Items listed in a dataset:

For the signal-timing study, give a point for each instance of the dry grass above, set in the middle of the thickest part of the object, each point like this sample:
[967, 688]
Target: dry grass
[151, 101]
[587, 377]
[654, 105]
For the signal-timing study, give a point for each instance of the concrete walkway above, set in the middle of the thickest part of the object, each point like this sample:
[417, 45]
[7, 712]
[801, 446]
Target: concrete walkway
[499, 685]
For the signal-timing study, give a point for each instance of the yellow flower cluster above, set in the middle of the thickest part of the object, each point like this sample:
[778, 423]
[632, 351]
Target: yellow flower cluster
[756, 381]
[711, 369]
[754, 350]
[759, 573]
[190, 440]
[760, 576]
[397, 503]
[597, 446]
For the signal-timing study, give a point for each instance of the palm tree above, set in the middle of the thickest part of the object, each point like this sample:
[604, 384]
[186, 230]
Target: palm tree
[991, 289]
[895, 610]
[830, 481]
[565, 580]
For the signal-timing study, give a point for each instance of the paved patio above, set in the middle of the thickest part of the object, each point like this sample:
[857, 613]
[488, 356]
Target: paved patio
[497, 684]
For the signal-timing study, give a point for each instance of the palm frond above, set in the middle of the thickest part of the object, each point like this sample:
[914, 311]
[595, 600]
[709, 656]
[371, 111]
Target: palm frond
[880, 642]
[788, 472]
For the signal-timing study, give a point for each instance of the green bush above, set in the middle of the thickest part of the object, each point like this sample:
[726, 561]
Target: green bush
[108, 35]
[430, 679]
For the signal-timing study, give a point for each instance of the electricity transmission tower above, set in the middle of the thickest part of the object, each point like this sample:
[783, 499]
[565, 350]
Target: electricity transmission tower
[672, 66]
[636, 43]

TASK DIRECTIONS
Output every line of the material above as a JSON list of strings, one string per line, leaving out blank lines.

ANSWER BELOW
[
  "For the signal-timing study, give a point for each instance of the dry grass above, set in the middle of the thickest part of the object, each point like this sample:",
  "[967, 688]",
  "Target: dry grass",
  "[151, 101]",
  "[587, 377]",
  "[654, 105]",
  "For the signal-timing study, give a point for each instance of the concrete walkway above, set in the middle of the thickest part of the object, each point like this sample:",
  "[417, 45]",
  "[7, 712]",
  "[801, 446]",
  "Target: concrete walkway",
  "[499, 685]",
  "For the signal-timing study, give a point for each instance of the yellow flower cluster above, set in the middle of the thickest part of the object, each point like this sample:",
  "[778, 423]",
  "[632, 351]",
  "Target: yellow flower cluster",
  "[756, 381]",
  "[711, 369]",
  "[754, 350]",
  "[759, 573]",
  "[190, 440]",
  "[760, 576]",
  "[397, 503]",
  "[597, 446]",
  "For the signal-timing study, give a point for each instance of the palm tree above, set in the middle of the thickest part of the object, each point like this sample:",
  "[604, 384]",
  "[186, 230]",
  "Target: palm tree",
  "[991, 289]",
  "[895, 610]",
  "[830, 481]",
  "[565, 580]",
  "For the signal-timing study, give a point for each instance of the paved patio above, set in the middle of the thickest part of the object, each point like this sample:",
  "[857, 613]",
  "[488, 356]",
  "Target: paved patio",
  "[497, 684]",
  "For the signal-timing study, give a point for each instance of the palm frond above, set in the middle of the thickest part of the object, each point like this sample:",
  "[914, 311]",
  "[595, 600]",
  "[709, 656]",
  "[371, 111]",
  "Target: palm frond",
  "[880, 642]",
  "[788, 472]",
  "For the signal-timing study, give a point for each instance of the green bush above, set in the middle of the thickest part of the object, each point like this sample:",
  "[726, 561]",
  "Target: green bush",
  "[108, 35]",
  "[430, 679]",
  "For the signal-timing study, give a point for each instance of the electricity transmission tower above, set in the middle of the thickest part of the object, each point like this sample:",
  "[783, 499]",
  "[565, 350]",
  "Target: electricity transmission tower",
  "[672, 66]",
  "[636, 43]"
]